• [Consigne]
Continuez l'extrait sur la crise hégémonique entre les États-Unis et la Chine, à partir de sa dernière phrase.

• [Extrait choisi]
La crise hégémonique et son avenir
Le gros marronnier de l’« hégémonisme chinois » qui cache la forêt de la formation hégémonique réelle
Les questions mal formulées n’appellent que des réponses biaisées et des débats sans objet. Il en va ainsi, au premier chef, de la question de savoir ce qu’il en est des « ambitions hégémoniques de la Chine », de son hégémonisme et des dangers pour l’Asie orientale et le monde entier que ces desseins recèleraient.
C’est là en effet une question amputée de l’essentiel de ce qui pourrait y faire sens : à supposer qu’une telle intention, tentation ou propension existe -, dans quel contexte un tel dessein s’affirmerait-il, à quoi s’opposerait-il ? Et puis, surtout : qu’entend-on au juste ici par hégémonie, hégémonisme ?
S’il est une chose qui est visible, tangible, vérifiable en tant qu’elle dessine les contours d’une époque et d’une actualité – la nôtre -, ceci tout particulièrement en Asie orientale, c’est bien l’hégémonie états-unienne. Il n’y a pas de bases militaires ni de troupes chinoises stationnées aux Philippines, en Malaisie ni même en Corée du Nord – il y en, « américaines » (états-uniennes), à Okinawa, en Corée du sud, naguère aux Philippines… La marine de guerre chinoise ne patrouille pas entre la Floride et Cuba, les incursions de la flotte américaine dans le détroit séparant Taïwan de la Chine continentale se multiplient. Les Etats-Unis considèrent, depuis la victoire sur le Japon, le Pacifique comme une sorte de « Mare Nostrum » sur laquelle ils exercent un contrôle global, l’Etat chinois établit, en mer de Chine méridionale un glacis maritime appuyé sur quelques îlots dont la souveraineté lui est âprement disputée par plusieurs Etats de la région – ce n’est pas là tout à fait la même échelle des ambitions « hégémoniques »…
En termes de quantité et qualité des armements les plus avancés (bombardiers, chasseurs supersoniques, sous-marins nucléaires, systèmes de communication électroniques…), le gouffre demeure abyssal entre les Etats-Unis et la Chine. En Asie de l’Est, la puissance hégémonique américaine bénéficie de relais solides aux portes même de la Chine, avec des alliés qui parfois se conduisent comme des clients, au Japon, au Corée du Sud et à Taïwan – partie intégrante de l’empire chinois, jusqu’à ce qu’un traité léonin ne le lui arrache, en 1895, suite à une guerre perdue contre le Japon.

• [Données affichées]
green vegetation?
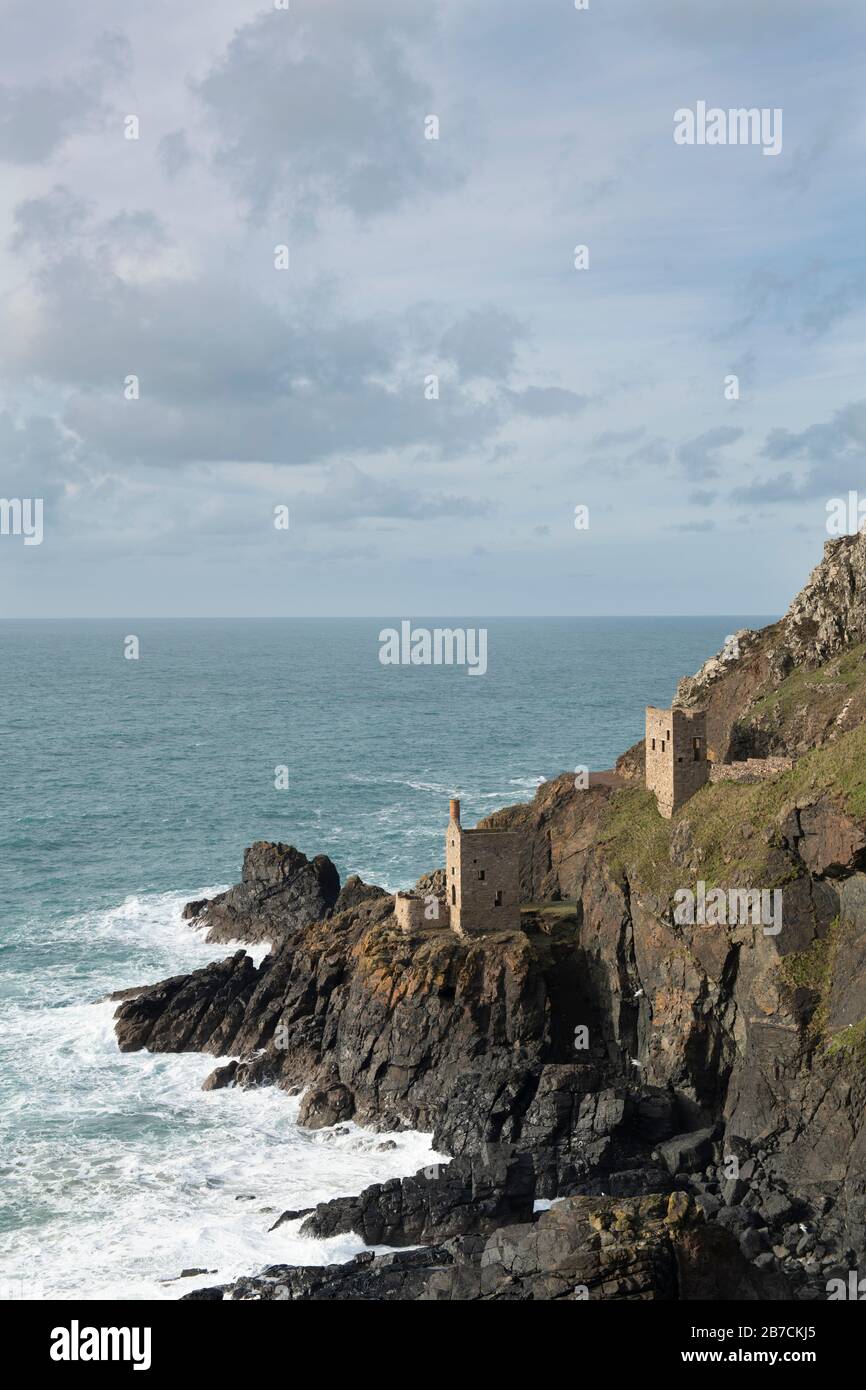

• [Réponse]
Et puis encore ceci : la Chine dispose-t-elle dans le monde de bases relais du contrôle global qu’elle exerce qui soient comparables à celles dont sont dotés les Etats-Unis dans des pays comme la Turquie, l’Allemagne, divers pays de l’Est européen et des pays baltes – j’en oublie sans doute ? Où peut-elle s’appuyer, dans sa stratégie de développement de son influence à l’échelle globale, sur des puissances vassales voire clones telles qu’Israël et l’Arabie saoudite et qui permettent d’asseoir ses intérêts stratégiques au Proche-Orient ? Où la Chine a-t-elle pratiqué, à des dizaines de milliers de kilomètres de son territoire, un droit d’ingérence comparable à ce que les Etats-Unis ont pratiqué en Irak et, en sous-main, en Libye, et qui a jeté ces pays dans un chaos durable ?
Le sens de cette énumération n’est assurément pas de dresser un portrait flatteur de l’Etat chinois et de sa politique étrangère, mais simplement de faire revenir dans le débat sur l’hégémonisme chinois, entièrement placé sous le signe des fantasmagories, quelques éléments de réalité. Il ne s’agit évidemment pas de dire que la Chine n’a pas d’ambitions globales, en termes de développement de sa puissance économique (la fameuse « conquête des marchés » – mais qui n’est pas un crime, dans une économie de marché globalisée) et d’accroissement de son influence dans la politique mondiale. Il s’agit simplement, si l’on tient absolument à mettre en avant le motif de l’hégémonie, de rétablir un minimum de sens, d’éléments de rationalité, dans un présent où ce motif est devenu le mantra, la poudre aux yeux, de toutes les propagandes.
Il y a de l’hégémonie – la chose ne fait pas de doute. Il y a bien une formation, un système hégémonique qui s’est mis en place à l’échelle mondiale et de façon particulièrement visible en Asie orientale, et qu’on appelle parfois « Empire américain », Pax americana, système de sécurité collective chapeauté par les Etats-Unis, etc. Que ce système ait eu, depuis 1945, à affronter un certain nombre de défis et de crises, après la Révolution chinoise, c’est de notoriété publique (la guerre du Vietnam en fut l’épisode le plus saillant et le revers le plus cinglant pour la puissance états-unienne), mais cela ne l’a pas empêché de se maintenir, globalement, de traverser la Guerre froide, après le pat coréen, et même d’enregistrer quelques succès appréciables – au premier rang desquels l’écrasement des mouvements communistes et progressistes en Asie du Sud-Est.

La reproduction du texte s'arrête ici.